#### Texto apresentado:
::::
Simetria para um crescimento material e espiritual “inclusivo e durável”
Porém, no seu entender, para que este crescimento seja “inclusivo e durável”, terá que ter, como simetria, “um forte crescimento espiritual”, apontando como motivo de preocupação, o aumento, nos últimos anos, da taxa de pobreza extrema, da insegurança alimentar e da desigualdade social.
“Igualmente, é particularmente inquietante a constatação de que 51.654 jovens, entre os 15 e 35 anos, estejam tanto sem emprego como fora do sistema de ensino ou formação, representando 29,2% do total dos jovens nesta faixa etária. Isso constitui motivo de elevada preocupação, devendo merecer toda a atenção possível de todos os órgãos de soberania”, apontou ainda o Presidente da República.
::::
#### O seu objetivo:
Reproduza, sem mudar nada, o trecho do texto sobre o crescimento inclusivo e durável que começa em "Simetria para um" e termina em "da desigualdade social.". O material que se segue provém de outra fonte.

Registos de dados recolhidos:
::::
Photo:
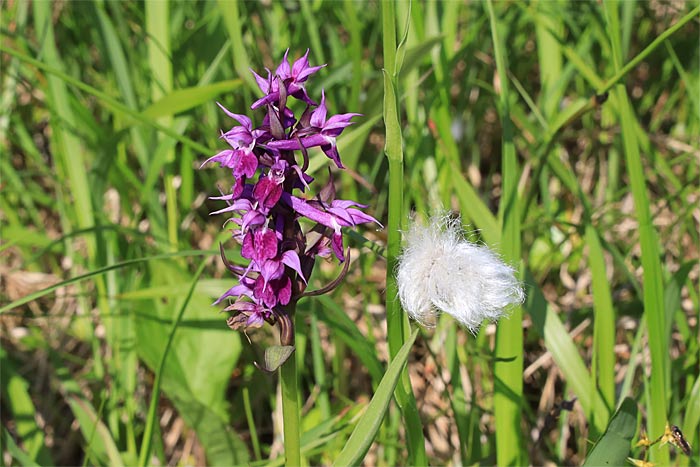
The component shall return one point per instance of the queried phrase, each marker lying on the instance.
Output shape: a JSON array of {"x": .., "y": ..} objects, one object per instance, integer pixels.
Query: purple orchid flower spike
[
  {"x": 270, "y": 195},
  {"x": 322, "y": 132}
]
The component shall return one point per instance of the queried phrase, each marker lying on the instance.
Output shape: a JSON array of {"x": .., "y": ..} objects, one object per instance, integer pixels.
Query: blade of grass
[
  {"x": 652, "y": 273},
  {"x": 603, "y": 321},
  {"x": 613, "y": 447},
  {"x": 366, "y": 429},
  {"x": 397, "y": 321},
  {"x": 151, "y": 417},
  {"x": 508, "y": 367}
]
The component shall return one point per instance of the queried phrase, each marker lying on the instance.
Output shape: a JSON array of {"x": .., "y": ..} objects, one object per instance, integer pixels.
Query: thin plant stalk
[
  {"x": 653, "y": 291},
  {"x": 508, "y": 368},
  {"x": 152, "y": 416},
  {"x": 398, "y": 327},
  {"x": 290, "y": 409}
]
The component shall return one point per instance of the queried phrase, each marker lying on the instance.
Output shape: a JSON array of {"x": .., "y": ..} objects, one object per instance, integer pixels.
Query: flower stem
[{"x": 290, "y": 410}]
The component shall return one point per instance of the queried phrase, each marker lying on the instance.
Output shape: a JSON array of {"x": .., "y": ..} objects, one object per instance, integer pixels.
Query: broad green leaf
[
  {"x": 97, "y": 437},
  {"x": 199, "y": 365},
  {"x": 613, "y": 447},
  {"x": 565, "y": 354},
  {"x": 366, "y": 429}
]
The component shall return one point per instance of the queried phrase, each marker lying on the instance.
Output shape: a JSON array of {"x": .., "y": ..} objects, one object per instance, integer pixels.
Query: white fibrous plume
[{"x": 440, "y": 270}]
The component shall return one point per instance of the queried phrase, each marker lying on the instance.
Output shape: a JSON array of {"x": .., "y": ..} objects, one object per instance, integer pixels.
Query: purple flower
[
  {"x": 265, "y": 201},
  {"x": 321, "y": 132},
  {"x": 292, "y": 78}
]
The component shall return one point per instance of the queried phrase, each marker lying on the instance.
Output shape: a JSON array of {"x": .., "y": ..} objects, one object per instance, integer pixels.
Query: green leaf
[
  {"x": 98, "y": 438},
  {"x": 614, "y": 446},
  {"x": 186, "y": 99},
  {"x": 16, "y": 398},
  {"x": 199, "y": 364},
  {"x": 275, "y": 356},
  {"x": 367, "y": 427}
]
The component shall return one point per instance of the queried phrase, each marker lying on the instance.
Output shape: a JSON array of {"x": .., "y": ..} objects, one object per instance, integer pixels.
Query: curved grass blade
[
  {"x": 614, "y": 446},
  {"x": 367, "y": 427},
  {"x": 152, "y": 410}
]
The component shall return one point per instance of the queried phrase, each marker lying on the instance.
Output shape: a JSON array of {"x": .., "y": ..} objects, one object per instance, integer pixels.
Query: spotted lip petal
[{"x": 269, "y": 163}]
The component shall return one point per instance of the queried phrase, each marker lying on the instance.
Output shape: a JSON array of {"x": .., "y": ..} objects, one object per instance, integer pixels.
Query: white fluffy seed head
[{"x": 440, "y": 270}]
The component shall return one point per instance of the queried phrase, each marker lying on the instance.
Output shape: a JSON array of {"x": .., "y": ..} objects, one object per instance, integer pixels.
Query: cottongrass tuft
[{"x": 440, "y": 270}]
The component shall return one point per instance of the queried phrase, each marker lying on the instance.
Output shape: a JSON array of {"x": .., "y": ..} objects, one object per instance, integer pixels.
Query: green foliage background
[{"x": 108, "y": 109}]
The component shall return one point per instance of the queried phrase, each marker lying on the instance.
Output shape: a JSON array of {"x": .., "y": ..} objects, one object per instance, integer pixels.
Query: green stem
[
  {"x": 398, "y": 327},
  {"x": 290, "y": 409},
  {"x": 152, "y": 417}
]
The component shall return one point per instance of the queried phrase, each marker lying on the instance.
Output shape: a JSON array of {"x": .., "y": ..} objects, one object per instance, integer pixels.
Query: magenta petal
[
  {"x": 242, "y": 119},
  {"x": 284, "y": 290},
  {"x": 235, "y": 291},
  {"x": 247, "y": 165},
  {"x": 263, "y": 84},
  {"x": 318, "y": 117},
  {"x": 283, "y": 70},
  {"x": 337, "y": 244}
]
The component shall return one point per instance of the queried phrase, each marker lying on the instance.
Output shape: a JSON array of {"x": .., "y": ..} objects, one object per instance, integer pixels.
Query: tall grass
[{"x": 564, "y": 133}]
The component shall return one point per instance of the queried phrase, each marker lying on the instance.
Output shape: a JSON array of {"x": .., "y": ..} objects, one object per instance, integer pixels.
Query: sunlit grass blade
[
  {"x": 397, "y": 320},
  {"x": 152, "y": 416},
  {"x": 508, "y": 367},
  {"x": 613, "y": 447},
  {"x": 367, "y": 427},
  {"x": 652, "y": 275}
]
::::
#### Resposta à tarefa:
Simetria para um crescimento material e espiritual “inclusivo e durável”
Porém, no seu entender, para que este crescimento seja “inclusivo e durável”, terá que ter, como simetria, “um forte crescimento espiritual”, apontando como motivo de preocupação, o aumento, nos últimos anos, da taxa de pobreza extrema, da insegurança alimentar e da desigualdade social.